:: Passage ::
-----

Zelena akcija / Friends of the Earth Croatia calls on decision-makers to finally recognise the problem of period poverty and start working on systemic solutions.
Activists marked Period Poverty Week – which takes place from 24 to 28 May – by placing a banner shaped as a single-use menstrual pad reading “We pay this waste in blood” outside Zagreb Central train station. “Period poverty is a global problem and solving that problem is a human right”, said Ana Marija Mileusnic from Zelena Akcija / Friends of the Earth Croatia. She added that there is a “bloody” truth about conventional disposable plastic menstrual products, which have a negative impact both the planet as well as menstruators.
Activists warned that tackling menstrual poverty requires systemic change; from the introduction of sex and health education to the adoption of measures that make safer, reusable and sustainable menstrual products available to all menstruators. “We call on decision makers to reduce the tax on menstrual supplies and encourage the promotion of reusable menstrual items as a solution”, said Mileusnić.
In Croatia, the main problem is the tax on menstrual supplies, which amounts to 25 percent, which is the third largest tax on consumer goods in the world. The high VAT rate on essential hygiene items, on which half of the population depends, increases social inequalities and discriminates against menstruators.

-----

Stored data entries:
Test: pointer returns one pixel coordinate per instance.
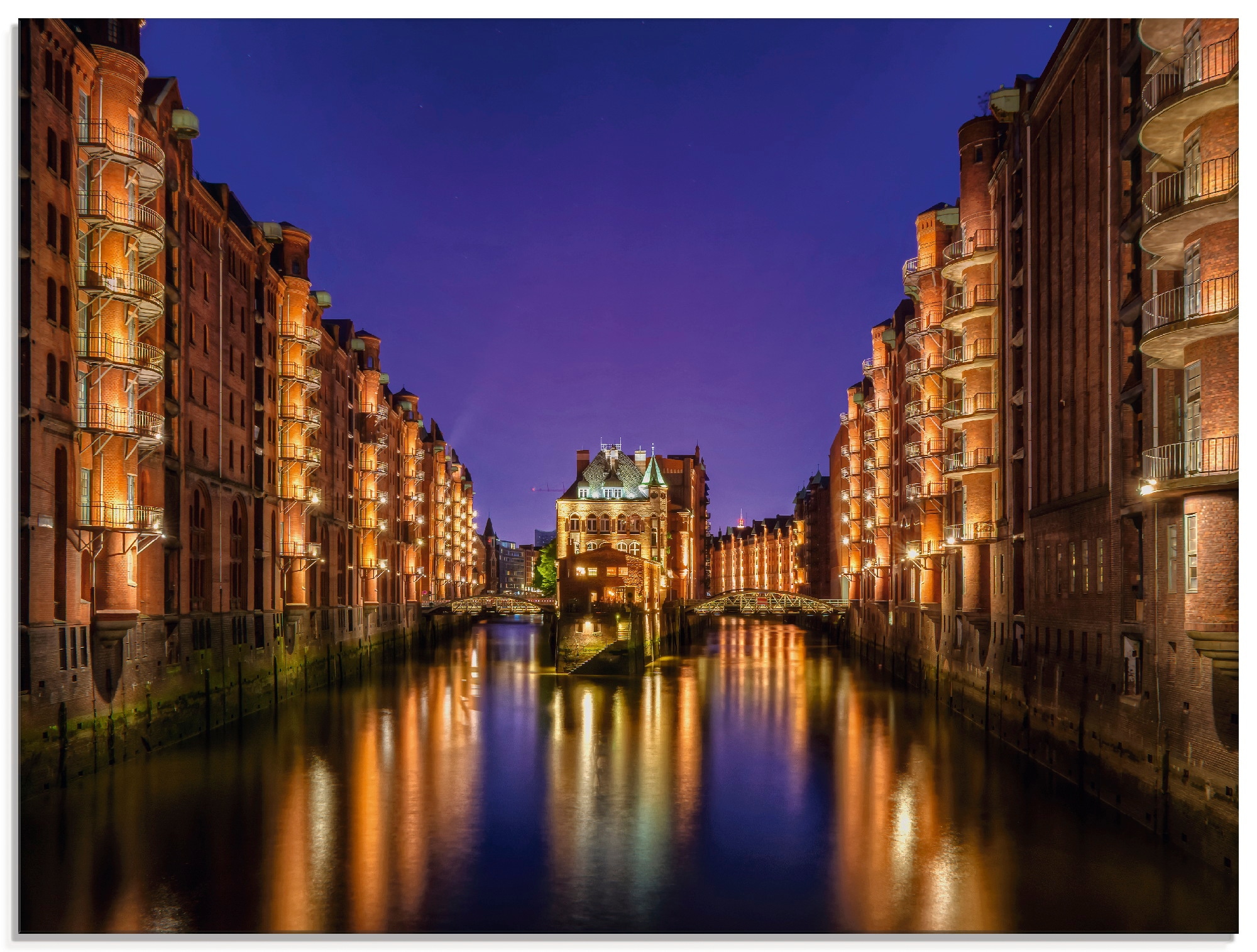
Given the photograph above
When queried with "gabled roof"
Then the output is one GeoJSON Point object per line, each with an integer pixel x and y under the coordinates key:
{"type": "Point", "coordinates": [654, 475]}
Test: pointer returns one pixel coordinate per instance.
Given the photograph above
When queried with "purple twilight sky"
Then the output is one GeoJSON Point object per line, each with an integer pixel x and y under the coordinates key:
{"type": "Point", "coordinates": [663, 231]}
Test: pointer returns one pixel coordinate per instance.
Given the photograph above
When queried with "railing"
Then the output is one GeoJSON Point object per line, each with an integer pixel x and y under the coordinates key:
{"type": "Point", "coordinates": [97, 133]}
{"type": "Point", "coordinates": [301, 333]}
{"type": "Point", "coordinates": [310, 416]}
{"type": "Point", "coordinates": [106, 279]}
{"type": "Point", "coordinates": [970, 533]}
{"type": "Point", "coordinates": [922, 366]}
{"type": "Point", "coordinates": [918, 265]}
{"type": "Point", "coordinates": [925, 449]}
{"type": "Point", "coordinates": [1201, 299]}
{"type": "Point", "coordinates": [919, 408]}
{"type": "Point", "coordinates": [302, 373]}
{"type": "Point", "coordinates": [301, 494]}
{"type": "Point", "coordinates": [1216, 455]}
{"type": "Point", "coordinates": [1187, 72]}
{"type": "Point", "coordinates": [917, 491]}
{"type": "Point", "coordinates": [1195, 183]}
{"type": "Point", "coordinates": [106, 348]}
{"type": "Point", "coordinates": [970, 406]}
{"type": "Point", "coordinates": [984, 348]}
{"type": "Point", "coordinates": [931, 319]}
{"type": "Point", "coordinates": [111, 419]}
{"type": "Point", "coordinates": [299, 550]}
{"type": "Point", "coordinates": [121, 517]}
{"type": "Point", "coordinates": [301, 454]}
{"type": "Point", "coordinates": [373, 464]}
{"type": "Point", "coordinates": [979, 297]}
{"type": "Point", "coordinates": [878, 405]}
{"type": "Point", "coordinates": [972, 244]}
{"type": "Point", "coordinates": [121, 211]}
{"type": "Point", "coordinates": [970, 460]}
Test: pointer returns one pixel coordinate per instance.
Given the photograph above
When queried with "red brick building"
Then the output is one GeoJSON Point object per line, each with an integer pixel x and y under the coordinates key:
{"type": "Point", "coordinates": [757, 557]}
{"type": "Point", "coordinates": [216, 480]}
{"type": "Point", "coordinates": [1038, 506]}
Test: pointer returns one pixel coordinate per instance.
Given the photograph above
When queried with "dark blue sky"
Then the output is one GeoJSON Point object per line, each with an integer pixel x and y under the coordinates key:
{"type": "Point", "coordinates": [667, 233]}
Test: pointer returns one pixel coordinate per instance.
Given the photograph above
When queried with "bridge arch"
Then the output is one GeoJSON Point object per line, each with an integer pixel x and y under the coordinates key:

-----

:: Problem statement ::
Copy everything in the period poverty article from "Activists warned that" down to "discriminates against menstruators.", changing "menstrual supplies" to "period products" each time it occurs.

:: Answer for this exercise ::
Activists warned that tackling menstrual poverty requires systemic change; from the introduction of sex and health education to the adoption of measures that make safer, reusable and sustainable menstrual products available to all menstruators. “We call on decision makers to reduce the tax on period products and encourage the promotion of reusable menstrual items as a solution”, said Mileusnić.
In Croatia, the main problem is the tax on period products, which amounts to 25 percent, which is the third largest tax on consumer goods in the world. The high VAT rate on essential hygiene items, on which half of the population depends, increases social inequalities and discriminates against menstruators.